[Point annotation dataset records]

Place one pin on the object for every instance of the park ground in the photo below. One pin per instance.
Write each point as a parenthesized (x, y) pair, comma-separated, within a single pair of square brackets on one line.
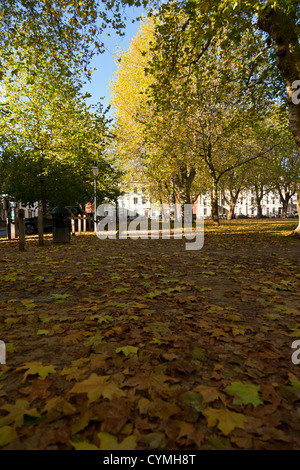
[(141, 344)]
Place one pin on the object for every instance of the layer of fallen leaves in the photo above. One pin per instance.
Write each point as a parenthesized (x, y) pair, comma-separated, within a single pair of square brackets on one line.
[(144, 345)]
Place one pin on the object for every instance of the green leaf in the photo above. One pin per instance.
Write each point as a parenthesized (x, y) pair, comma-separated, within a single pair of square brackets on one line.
[(244, 393), (110, 442), (83, 445), (7, 435), (60, 297), (195, 400), (126, 350)]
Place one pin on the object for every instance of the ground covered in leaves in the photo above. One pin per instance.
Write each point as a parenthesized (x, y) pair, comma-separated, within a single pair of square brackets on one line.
[(140, 344)]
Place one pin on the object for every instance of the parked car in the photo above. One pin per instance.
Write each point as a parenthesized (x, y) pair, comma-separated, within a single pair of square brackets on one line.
[(31, 224), (292, 214)]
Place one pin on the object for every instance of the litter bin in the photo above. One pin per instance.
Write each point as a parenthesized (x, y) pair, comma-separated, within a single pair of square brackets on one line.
[(61, 225)]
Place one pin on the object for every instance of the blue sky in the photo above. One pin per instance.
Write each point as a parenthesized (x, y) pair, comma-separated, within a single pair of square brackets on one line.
[(105, 63)]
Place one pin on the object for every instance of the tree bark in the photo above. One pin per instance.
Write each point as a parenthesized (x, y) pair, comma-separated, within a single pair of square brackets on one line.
[(215, 203), (230, 214), (296, 232)]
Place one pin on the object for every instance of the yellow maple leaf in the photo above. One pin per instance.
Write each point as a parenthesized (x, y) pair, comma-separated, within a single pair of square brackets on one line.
[(96, 386), (225, 420)]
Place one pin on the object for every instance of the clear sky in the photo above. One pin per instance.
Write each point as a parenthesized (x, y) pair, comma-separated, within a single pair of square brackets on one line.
[(105, 63)]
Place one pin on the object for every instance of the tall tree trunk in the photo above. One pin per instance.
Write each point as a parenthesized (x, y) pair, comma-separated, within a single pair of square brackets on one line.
[(215, 203), (296, 232), (42, 210), (230, 214)]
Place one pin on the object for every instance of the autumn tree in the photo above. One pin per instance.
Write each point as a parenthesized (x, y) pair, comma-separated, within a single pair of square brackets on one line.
[(52, 138)]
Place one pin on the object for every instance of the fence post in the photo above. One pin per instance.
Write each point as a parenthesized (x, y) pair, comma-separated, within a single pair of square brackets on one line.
[(73, 224), (41, 226), (21, 220)]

* **What needs to be done**
Start at the line containing "of the layer" and end after the line containing "400), (126, 350)]". Reproduce those lines with the requests included, and offset every coordinate in the answers by -89.

* **Answer below**
Place one pin on the object for every instance of the layer of fallen leaves in the photo above. One pin per instance.
Write each point as a parenthesized (x, y) pair, comma-separated, within a single pair of square brackets on one line.
[(55, 256)]
Place one pin on the object for every instance of the green leaf in the photo above. One pin per instance.
Write each point as a parenthesized (x, y) pair, comma-separated, within a single pair of square brackets on one line.
[(155, 304), (21, 353), (-6, 356), (-82, 346), (-29, 208), (106, 311), (37, 261)]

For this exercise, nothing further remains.